Fragment dokumentu:
╭──
Właściciele opowiadają, że podobał im się układ domowych wnętrz i ich doświetlenie. Na parterze centralne miejsce zajmuje duży salon łączący się z ogrodem. Wchodzi się do niego z holu poprzedzonego wiatrołapem, a przeszklone drzwi oddzielają wnętrze salonu od kuchni. Na dole znajdują się jeszcze gabinet i pokój gościnny, który na co dzień, gdy nie ma gości, pełni funkcję pokoju telewizyjnego, odciążając salon, który dzięki temu może bez przeszkód służyć odpoczynkowi, spotkaniom i rozmowom. Na mieszkalnym poddaszu znajdują się trzy sypialnie, dwie łazienki, garderoba i pralnia. Wchodzi się do nich z obszernego podestu usytuowanego na szczycie schodów. Dom jest częściowo podpiwniczony i ze względów estetycznych pozbawiony garażu, którego bryła nie pasuje, zdaniem właścicieli, do dworkowego charakteru budynku. Na razie samochody parkują więc pod chmurką, ale w planach jest wzniesienie dla nich osobnego, wolno stojącego budyneczku.

I pomyśleć, że dom ma tylko 200 m2, chociaż zarówno z zewnątrz, jak i we wnętrzach sprawia wrażenie większego niż wskazywałyby rzeczywiste wymiary, co ze względu na typ jego architektury można poczytać za zaletę. Właściciele nie kryją satysfakcji, że na wielkość ich siedziby nabierają się niemal wszyscy przybysze.

Wyciągnąwszy wnioski z poprzednich doświadczeń inwestorskich, nową siedzibę zbudowali oni szczególnie starannie i solidnie, w tradycyjny sposób (ceglany mur trójwarstwowy, dachówka ceramiczna karpiówka, miedziane obróbki blacharskie, płyty z piaskowca na tarasie i z tego samego materiału cokoły kolumn).
╰──
Sekcja danych:
╭──
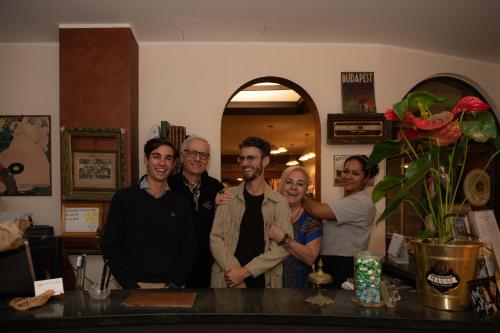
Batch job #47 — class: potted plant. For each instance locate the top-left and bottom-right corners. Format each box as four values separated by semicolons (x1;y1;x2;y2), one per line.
368;91;500;310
╰──
Polecenie 1: Jaką powierzchnię ma dom opisany we fragmencie dokumentu?
Polecenie 2: Wypisz z fragmentu dokumentu wszystko od słów „I pomyśleć, że” w dół aż po słowa „niemal wszyscy przybysze.”.
Polecenie 3: Wymień wszystkie rozwiązania budowlane, które fragment dokumentu podaje w nawiasie jako przykłady tradycyjnego sposobu budowy domu.

Poprawna odpowiedź 1: 200 m2.

Poprawna odpowiedź 2:
I pomyśleć, że dom ma tylko 200 m2, chociaż zarówno z zewnątrz, jak i we wnętrzach sprawia wrażenie większego niż wskazywałyby rzeczywiste wymiary, co ze względu na typ jego architektury można poczytać za zaletę. Właściciele nie kryją satysfakcji, że na wielkość ich siedziby nabierają się niemal wszyscy przybysze.

Poprawna odpowiedź 3:
- ceglany mur trójwarstwowy
- dachówka ceramiczna karpiówka
- miedziane obróbki blacharskie
- płyty z piaskowca na tarasie
- cokoły kolumn z piaskowca